++++ SOURCE DOCUMENT
SACHI CLARINGBOULD (Netherlands), encouraged by the Disarmament Commission’s agreement on recommendations, expressed hope to see positive developments extended to other agenda items before the body. She reaffirmed support for UNIDIR as an autonomous entity that generated ideas and promoted action on disarmament and international security issues. The Netherlands had supported some of the Institute’s work so that it could feed into deliberations and, inevitably, negotiations. A sound financial system underpinning the Geneva‑based conventions and treaties was crucial for sound disarmament machinery, she said, noting that the conventions continued to be in financial trouble. Additional efforts towards improving the efficiency of the contribution process were needed.
KIM IN-CHUL (Republic of Korea), welcoming the Disarmament Commission’s consensus adoption of the recommendations on practical confidence‑building measures in the field of conventional weapons, looked forward to discussions on its new agenda items, including transparency and confidence‑building measures in outer space. He regretted to note that the working group on the Way Ahead established at the 2017 session of the Conference on Disarmament had not agreed to recommendations, saying that an artificial dichotomy separating pre‑negotiation work from actual negotiations did not contribute to its work. He expressed hope that Member States could reinvigorate efforts so that the Conference on Disarmament could fulfil its mandate and prove its relevance.
Right of Reply
The representative of the Democratic People’s Republic of Korea, speaking in exercise of the right of reply, rejected the remarks made by the representative of the United States about its nuclear tests and ballistic missile launch. His country’s intention was to stop the United States’ nuclear threats and prevent a military invasion, he said, adding that Pyongyang wanted to establish balance of power with the United States.
The representative of the United States said his country did not pose a threat to the Democratic People’s Republic of Korea, whose threatening behaviour was a concern of the world. The Democratic People’s Republic of Korea needed to stop its provocative threats and actions, which only brought it further isolation.
The representative of the Democratic People’s Republic of Korea said the United States had tried to mislead the world about the nuclear issue and was better off joining the Non‑Proliferation Treaty as a non‑nuclear‑weapon State. If that happened, the matter would be resolved.
The representative of the United States said it would not recognize the Democratic People’s Republic of Korea as a nuclear‑weapon State and would always defend the interests of its people and its allies.
The representative of the Republic of Korea said as the First Committee had been speaking about the disarmament machinery, at least one third of the remarks that had been made were about the Democratic People’s Republic of Korea’s provocation.
++++++++
→ WHAT YOU HAVE TO DO: Copy everything in the disarmament meeting summary from "The representative of the United States said his" down to "would be resolved.", but swap "provocative" for "hostile".
++++ INFORMATION SHOWN
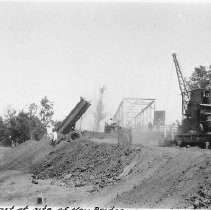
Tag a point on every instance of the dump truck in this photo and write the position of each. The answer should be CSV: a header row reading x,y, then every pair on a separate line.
x,y
66,129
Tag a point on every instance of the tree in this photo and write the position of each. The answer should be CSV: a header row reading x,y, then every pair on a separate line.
x,y
200,78
99,114
46,112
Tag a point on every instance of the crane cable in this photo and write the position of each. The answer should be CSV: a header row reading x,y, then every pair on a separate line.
x,y
169,86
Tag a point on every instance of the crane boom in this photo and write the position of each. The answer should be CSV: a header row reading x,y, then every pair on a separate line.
x,y
183,89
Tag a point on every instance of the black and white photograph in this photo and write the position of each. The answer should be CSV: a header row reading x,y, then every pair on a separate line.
x,y
105,105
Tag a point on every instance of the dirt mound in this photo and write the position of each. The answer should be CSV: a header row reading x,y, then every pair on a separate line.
x,y
169,178
85,162
22,156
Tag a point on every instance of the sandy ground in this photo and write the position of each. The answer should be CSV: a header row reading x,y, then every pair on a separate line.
x,y
158,177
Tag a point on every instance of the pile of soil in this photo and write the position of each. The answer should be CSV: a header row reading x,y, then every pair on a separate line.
x,y
25,154
85,162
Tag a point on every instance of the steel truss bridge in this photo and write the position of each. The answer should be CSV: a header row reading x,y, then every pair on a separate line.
x,y
135,112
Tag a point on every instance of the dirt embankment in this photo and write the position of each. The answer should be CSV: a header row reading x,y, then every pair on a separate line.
x,y
86,173
83,162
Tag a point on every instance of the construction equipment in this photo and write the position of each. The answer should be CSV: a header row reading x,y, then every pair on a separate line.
x,y
123,135
195,129
66,129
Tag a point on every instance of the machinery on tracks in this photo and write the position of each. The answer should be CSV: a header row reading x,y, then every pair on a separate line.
x,y
195,129
123,135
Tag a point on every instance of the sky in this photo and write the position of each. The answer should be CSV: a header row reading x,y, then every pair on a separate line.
x,y
64,50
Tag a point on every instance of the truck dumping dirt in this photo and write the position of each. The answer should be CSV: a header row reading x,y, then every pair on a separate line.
x,y
88,174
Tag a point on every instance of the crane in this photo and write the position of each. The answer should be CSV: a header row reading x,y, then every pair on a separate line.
x,y
183,89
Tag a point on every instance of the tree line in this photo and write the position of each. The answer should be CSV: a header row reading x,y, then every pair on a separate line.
x,y
32,123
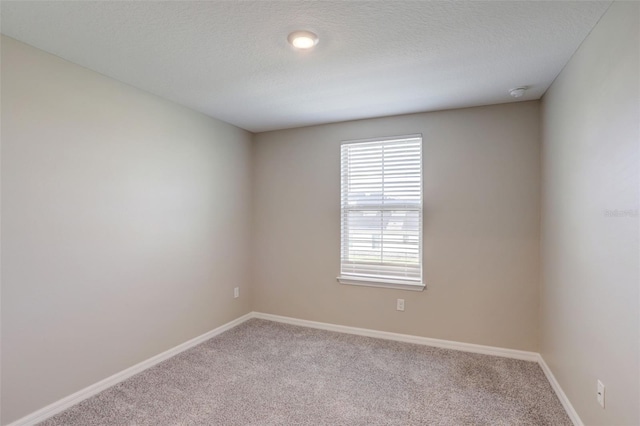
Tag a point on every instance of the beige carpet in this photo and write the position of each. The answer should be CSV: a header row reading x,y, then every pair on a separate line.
x,y
267,373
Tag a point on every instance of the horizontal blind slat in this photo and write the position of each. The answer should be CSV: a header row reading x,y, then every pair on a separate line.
x,y
381,208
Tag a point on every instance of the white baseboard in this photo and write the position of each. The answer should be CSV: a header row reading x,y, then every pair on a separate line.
x,y
81,395
446,344
71,400
571,412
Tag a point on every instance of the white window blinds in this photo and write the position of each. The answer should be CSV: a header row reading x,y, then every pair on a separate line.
x,y
381,207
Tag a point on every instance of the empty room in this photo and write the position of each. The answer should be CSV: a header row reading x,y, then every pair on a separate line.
x,y
320,213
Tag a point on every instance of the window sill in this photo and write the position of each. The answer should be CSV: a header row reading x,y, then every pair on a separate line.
x,y
373,282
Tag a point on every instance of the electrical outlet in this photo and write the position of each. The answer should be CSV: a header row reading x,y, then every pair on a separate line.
x,y
600,394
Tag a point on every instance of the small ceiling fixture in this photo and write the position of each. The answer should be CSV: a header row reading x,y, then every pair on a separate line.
x,y
303,39
517,92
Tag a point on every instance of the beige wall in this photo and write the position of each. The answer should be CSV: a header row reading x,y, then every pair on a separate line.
x,y
124,226
481,238
590,301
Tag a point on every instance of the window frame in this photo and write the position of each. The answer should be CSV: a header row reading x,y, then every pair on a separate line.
x,y
391,282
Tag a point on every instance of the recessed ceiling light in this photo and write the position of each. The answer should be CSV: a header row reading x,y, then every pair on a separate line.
x,y
303,39
517,92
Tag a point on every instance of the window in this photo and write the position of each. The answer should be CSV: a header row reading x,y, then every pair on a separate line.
x,y
381,212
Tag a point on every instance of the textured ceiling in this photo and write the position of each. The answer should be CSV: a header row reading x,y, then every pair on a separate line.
x,y
231,60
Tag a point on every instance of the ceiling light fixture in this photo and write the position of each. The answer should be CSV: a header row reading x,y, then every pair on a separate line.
x,y
517,92
303,39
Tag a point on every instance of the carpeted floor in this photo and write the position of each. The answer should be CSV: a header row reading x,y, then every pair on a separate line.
x,y
267,373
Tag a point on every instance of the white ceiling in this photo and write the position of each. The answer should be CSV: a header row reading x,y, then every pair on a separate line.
x,y
231,60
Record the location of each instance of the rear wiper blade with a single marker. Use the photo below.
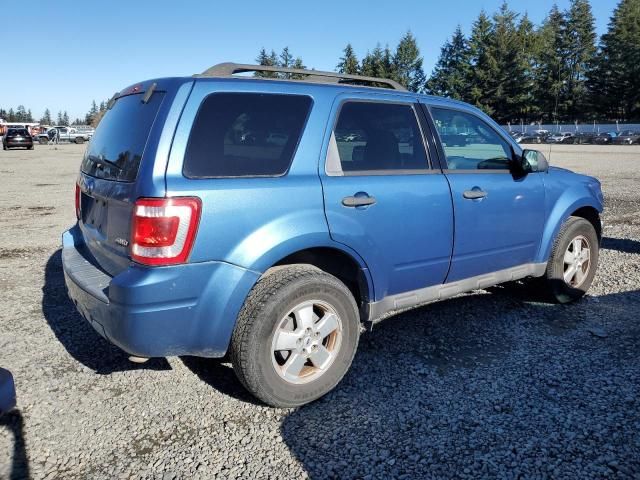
(99, 160)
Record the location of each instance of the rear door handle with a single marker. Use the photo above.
(474, 194)
(358, 201)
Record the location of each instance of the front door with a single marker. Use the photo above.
(382, 199)
(499, 217)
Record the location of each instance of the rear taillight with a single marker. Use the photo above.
(78, 201)
(163, 229)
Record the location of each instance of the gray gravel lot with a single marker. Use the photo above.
(490, 384)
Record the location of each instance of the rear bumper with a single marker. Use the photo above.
(187, 309)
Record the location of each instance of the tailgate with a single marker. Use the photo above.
(107, 184)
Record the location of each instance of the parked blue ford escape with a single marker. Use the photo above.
(269, 217)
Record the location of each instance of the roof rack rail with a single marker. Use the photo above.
(229, 69)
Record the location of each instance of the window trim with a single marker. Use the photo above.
(222, 177)
(443, 154)
(332, 158)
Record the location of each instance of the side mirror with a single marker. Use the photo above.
(533, 161)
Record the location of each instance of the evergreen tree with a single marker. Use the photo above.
(46, 118)
(21, 114)
(483, 64)
(615, 80)
(451, 73)
(374, 64)
(266, 59)
(509, 84)
(407, 64)
(580, 45)
(93, 111)
(551, 73)
(348, 62)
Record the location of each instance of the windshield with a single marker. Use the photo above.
(116, 148)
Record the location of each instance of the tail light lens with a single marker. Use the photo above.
(164, 229)
(78, 201)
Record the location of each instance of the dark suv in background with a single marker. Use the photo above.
(17, 138)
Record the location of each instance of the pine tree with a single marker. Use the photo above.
(509, 84)
(483, 64)
(266, 59)
(580, 45)
(46, 118)
(348, 62)
(407, 64)
(451, 73)
(21, 114)
(615, 80)
(374, 64)
(93, 111)
(551, 73)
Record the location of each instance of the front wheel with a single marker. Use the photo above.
(573, 261)
(296, 336)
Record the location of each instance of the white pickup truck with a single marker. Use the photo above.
(65, 134)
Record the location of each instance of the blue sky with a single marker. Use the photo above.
(79, 51)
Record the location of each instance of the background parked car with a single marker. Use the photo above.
(605, 138)
(559, 137)
(535, 137)
(17, 138)
(65, 134)
(627, 137)
(582, 138)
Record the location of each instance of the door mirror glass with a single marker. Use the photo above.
(533, 161)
++++++++
→ WORKED SOLUTION:
The representative of the United States said his country did not pose a threat to the Democratic People’s Republic of Korea, whose threatening behaviour was a concern of the world. The Democratic People’s Republic of Korea needed to stop its hostile threats and actions, which only brought it further isolation.
The representative of the Democratic People’s Republic of Korea said the United States had tried to mislead the world about the nuclear issue and was better off joining the Non‑Proliferation Treaty as a non‑nuclear‑weapon State. If that happened, the matter would be resolved.